>>>>>
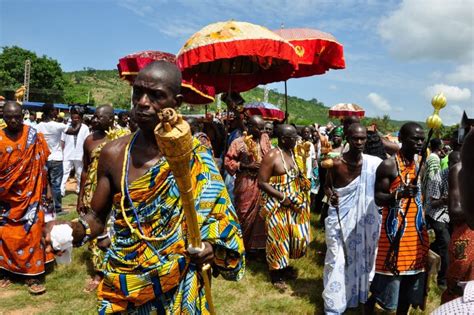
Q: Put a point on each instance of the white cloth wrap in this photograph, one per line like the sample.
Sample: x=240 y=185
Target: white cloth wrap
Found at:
x=61 y=240
x=346 y=286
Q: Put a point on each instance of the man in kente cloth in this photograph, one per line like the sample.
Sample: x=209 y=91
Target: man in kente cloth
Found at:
x=352 y=225
x=103 y=122
x=23 y=182
x=243 y=160
x=285 y=206
x=147 y=268
x=403 y=244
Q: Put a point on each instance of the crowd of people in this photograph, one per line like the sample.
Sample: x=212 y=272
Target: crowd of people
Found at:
x=256 y=184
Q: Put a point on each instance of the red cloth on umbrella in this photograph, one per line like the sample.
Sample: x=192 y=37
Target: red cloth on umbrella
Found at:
x=343 y=110
x=317 y=51
x=130 y=65
x=236 y=56
x=266 y=110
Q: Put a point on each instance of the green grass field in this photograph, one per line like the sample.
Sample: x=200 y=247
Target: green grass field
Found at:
x=252 y=295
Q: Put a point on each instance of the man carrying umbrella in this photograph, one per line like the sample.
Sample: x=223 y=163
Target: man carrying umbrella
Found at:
x=147 y=267
x=352 y=226
x=243 y=160
x=285 y=191
x=403 y=244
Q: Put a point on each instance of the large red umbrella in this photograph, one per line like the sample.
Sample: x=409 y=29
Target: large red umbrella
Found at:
x=130 y=65
x=236 y=56
x=266 y=110
x=343 y=110
x=317 y=51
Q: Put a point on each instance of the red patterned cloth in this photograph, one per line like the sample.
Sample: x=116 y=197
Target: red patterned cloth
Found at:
x=461 y=262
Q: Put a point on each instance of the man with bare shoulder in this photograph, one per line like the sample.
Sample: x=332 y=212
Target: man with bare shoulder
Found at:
x=352 y=226
x=103 y=122
x=403 y=244
x=243 y=161
x=285 y=206
x=23 y=180
x=147 y=268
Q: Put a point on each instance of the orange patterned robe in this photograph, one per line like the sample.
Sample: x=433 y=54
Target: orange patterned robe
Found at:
x=22 y=184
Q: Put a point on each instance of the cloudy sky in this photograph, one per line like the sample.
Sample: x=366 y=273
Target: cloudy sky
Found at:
x=398 y=53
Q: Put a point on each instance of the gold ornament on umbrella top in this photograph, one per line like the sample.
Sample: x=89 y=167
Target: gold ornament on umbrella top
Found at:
x=438 y=102
x=174 y=138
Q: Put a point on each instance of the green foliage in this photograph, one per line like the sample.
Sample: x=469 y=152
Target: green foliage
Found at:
x=99 y=86
x=46 y=77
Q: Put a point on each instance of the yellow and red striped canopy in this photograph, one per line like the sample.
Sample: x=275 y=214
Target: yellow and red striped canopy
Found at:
x=236 y=56
x=317 y=51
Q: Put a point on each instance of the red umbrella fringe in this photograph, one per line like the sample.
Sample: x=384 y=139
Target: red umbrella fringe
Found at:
x=238 y=65
x=318 y=56
x=267 y=114
x=345 y=113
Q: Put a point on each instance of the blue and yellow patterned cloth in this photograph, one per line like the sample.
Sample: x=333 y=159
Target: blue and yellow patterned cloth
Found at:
x=157 y=277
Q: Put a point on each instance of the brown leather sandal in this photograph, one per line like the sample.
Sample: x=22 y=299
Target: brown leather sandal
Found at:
x=35 y=287
x=92 y=285
x=5 y=283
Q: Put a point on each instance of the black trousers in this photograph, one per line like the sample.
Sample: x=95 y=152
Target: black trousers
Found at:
x=440 y=245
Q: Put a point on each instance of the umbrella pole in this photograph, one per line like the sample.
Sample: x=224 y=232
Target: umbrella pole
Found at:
x=174 y=138
x=286 y=103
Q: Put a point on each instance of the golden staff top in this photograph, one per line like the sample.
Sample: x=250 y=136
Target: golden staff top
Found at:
x=175 y=141
x=438 y=102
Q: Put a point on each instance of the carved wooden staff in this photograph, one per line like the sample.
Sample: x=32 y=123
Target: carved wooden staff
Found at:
x=175 y=141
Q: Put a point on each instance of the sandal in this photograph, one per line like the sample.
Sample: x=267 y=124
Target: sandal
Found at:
x=92 y=285
x=35 y=287
x=280 y=286
x=5 y=283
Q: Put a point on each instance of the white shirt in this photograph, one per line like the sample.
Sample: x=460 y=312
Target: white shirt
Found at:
x=73 y=144
x=52 y=132
x=30 y=123
x=460 y=306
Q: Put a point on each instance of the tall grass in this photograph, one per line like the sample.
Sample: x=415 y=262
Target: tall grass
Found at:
x=252 y=295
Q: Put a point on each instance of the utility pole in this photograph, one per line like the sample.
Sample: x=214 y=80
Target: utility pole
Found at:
x=26 y=82
x=265 y=94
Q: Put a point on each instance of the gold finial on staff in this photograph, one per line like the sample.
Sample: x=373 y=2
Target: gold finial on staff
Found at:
x=174 y=138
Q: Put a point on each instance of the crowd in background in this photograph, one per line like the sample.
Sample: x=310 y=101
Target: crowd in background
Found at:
x=243 y=146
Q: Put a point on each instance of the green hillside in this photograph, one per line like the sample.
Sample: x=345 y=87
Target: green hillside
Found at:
x=105 y=86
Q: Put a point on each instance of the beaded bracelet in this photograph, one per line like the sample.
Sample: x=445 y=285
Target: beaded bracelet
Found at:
x=87 y=231
x=102 y=237
x=283 y=199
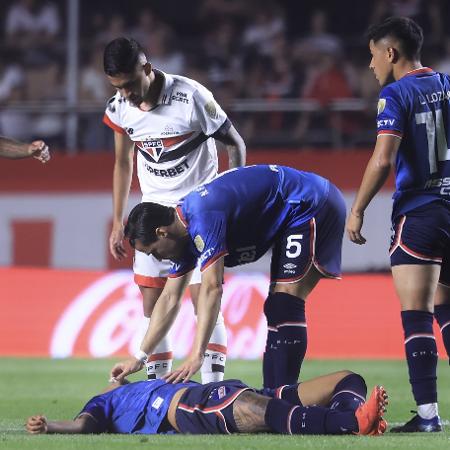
<<<<<
→ **WHAT NEEDS TO BE DONE**
Repeat the data exactly, excluding the pictures.

→ **SOLVED EXERCISE**
Q: Put a point on each instance of the white cloth wrap in this photograph, one per line like the sample.
Sample: x=240 y=185
Target: white cloth wrap
Found at:
x=61 y=240
x=346 y=286
Q: Put a point on each instance of the man in kente cloth in this photograph, one per line like the sample.
Sample: x=209 y=91
Target: man in kente cloth
Found at:
x=352 y=225
x=103 y=122
x=23 y=182
x=243 y=160
x=285 y=206
x=147 y=268
x=403 y=244
Q: Put a point on each instance of the crowd of people in this photograph, one per line like the sample.
Sample: x=212 y=272
Target: crowd of people
Found at:
x=256 y=184
Q: Put a point on each instance of the red cloth on umbrella in this photograph, one per line like the sample.
Sample: x=192 y=37
Target: red cloth on umbrella
Found at:
x=343 y=110
x=317 y=51
x=130 y=65
x=236 y=56
x=266 y=110
Q: Put a point on each instance of the green grass field in this photograph, one per line like the sample.
Sample: x=200 y=247
Target: green grass field
Found at:
x=252 y=295
Q: Put a point on each instance of the man carrying umbrella in this photograph, one per line like the sample.
Sample: x=223 y=163
Target: man carrying umbrella
Found at:
x=147 y=267
x=352 y=226
x=243 y=160
x=285 y=191
x=403 y=244
Q: Put a point on each instance of the large red umbrella in this photograph, one per line like the sample.
Sample: x=409 y=29
Target: large red umbrella
Found at:
x=130 y=65
x=236 y=56
x=266 y=110
x=343 y=110
x=317 y=51
Q: Put a point on each instance of the red patterned cloth in this photograph, one per line like the sample.
Sample: x=116 y=197
Target: red patterned cloth
Found at:
x=461 y=262
Q: Put a point on each instance of the man with bare shoulder in this photograph, one per line like the sample.
Sample: x=332 y=212
Target: man with bare shoulder
Found at:
x=352 y=226
x=103 y=122
x=403 y=244
x=243 y=161
x=285 y=206
x=23 y=180
x=147 y=268
Q: Put a point on each instance of the orange patterned robe in this photograph, one per line like the sample.
Sample: x=433 y=54
Target: orange patterned robe
Found at:
x=22 y=184
Q: Put a point on each instance of the cloudy sky in this photograph, one per line like the sample.
Sample: x=366 y=273
Target: cloudy sky
Found at:
x=398 y=53
Q: Put a point on each instance of the gold ornament on umbrella top in this photograph, one per line like the sample.
Sample: x=89 y=167
Target: gold ornament on umbrella top
Found at:
x=438 y=102
x=174 y=138
Q: Put a point on each instance of the green foliage in this photograph, one per line like the sample.
Sample: x=469 y=152
Target: green foliage
Found at:
x=99 y=86
x=46 y=77
Q: Put a point on each instance of the yellow and red striped canopy in this photograph, one per line like the sample.
Sample: x=275 y=214
Target: yellow and red striped canopy
Found at:
x=236 y=56
x=317 y=51
Q: Put a point on each instance of the red umbrella fringe in this photograph, one per line like the sample.
Sample: x=384 y=139
Target: red umbrella fringe
Found at:
x=238 y=65
x=318 y=56
x=267 y=114
x=345 y=113
Q: Put a point on each instance of the blue and yellow patterned cloth in this photograph, one per line like the sample.
Sample: x=333 y=159
Target: blue and yellow patterned cloth
Found at:
x=157 y=277
Q: Put a point on each instance of the brown leather sandal in this photograph, one per line like the sample.
Sample: x=22 y=299
Target: brown leather sandal
Found at:
x=35 y=287
x=92 y=285
x=5 y=283
Q: Put a point on each instance of the black trousers in this photograph, one per line like the sample.
Sample: x=95 y=152
Target: black trousers
Found at:
x=440 y=245
Q: Put a point on each instance of the umbrella pole in this photograph, one per line like the sample.
Sample: x=224 y=232
Target: umbrella pole
Found at:
x=174 y=138
x=286 y=103
Q: Put a point on each instance of the golden staff top in this photograph, one per line like the sample.
Sample: x=250 y=136
Target: golden staff top
Found at:
x=175 y=141
x=438 y=102
Q: Put a point on each instance of the carved wooden staff in this photograph, one per line like the sample.
Sample: x=32 y=123
Target: carved wooden staff
Found at:
x=175 y=141
Q: Put a point on each instance of the sandal in this photograph, one per line like the sample.
Sample: x=267 y=124
Target: sandal
Found at:
x=92 y=285
x=35 y=287
x=280 y=286
x=5 y=283
Q: Put a point on each instance of the white shirt in this photograph, one per line like the sample.
Sample: x=460 y=312
Target: white shirt
Found at:
x=73 y=144
x=52 y=132
x=30 y=123
x=460 y=306
Q: Put a point on each instance of the tall grass in this photograph, one per line like the sample.
Sample: x=415 y=262
Target: tall grass
Found at:
x=252 y=295
Q: Put a point on each instance of the utility pole in this photograph, one per line like the sample.
Sample: x=214 y=80
Target: utility pole
Found at:
x=26 y=82
x=265 y=94
Q: Put a point on each instance of the gold finial on staff in this photograph, one per line like the sample.
Sample: x=373 y=2
Target: gold finial on staff
Found at:
x=174 y=138
Q: Put a point on each instance of the crowd in background in this photograph, one per line like the sample.
Sample: x=310 y=101
Target: crowd in background
Found at:
x=243 y=146
Q: Put a point on each instance of the green hillside in this photograph, one per line like the sample.
Sample: x=345 y=87
Target: green hillside
Found at:
x=105 y=86
Q: Put a point on each instance of the beaded bracelet in this photograph, one per line like the sample.
Sample: x=445 y=285
Target: beaded bracelet
Found at:
x=87 y=231
x=102 y=237
x=283 y=199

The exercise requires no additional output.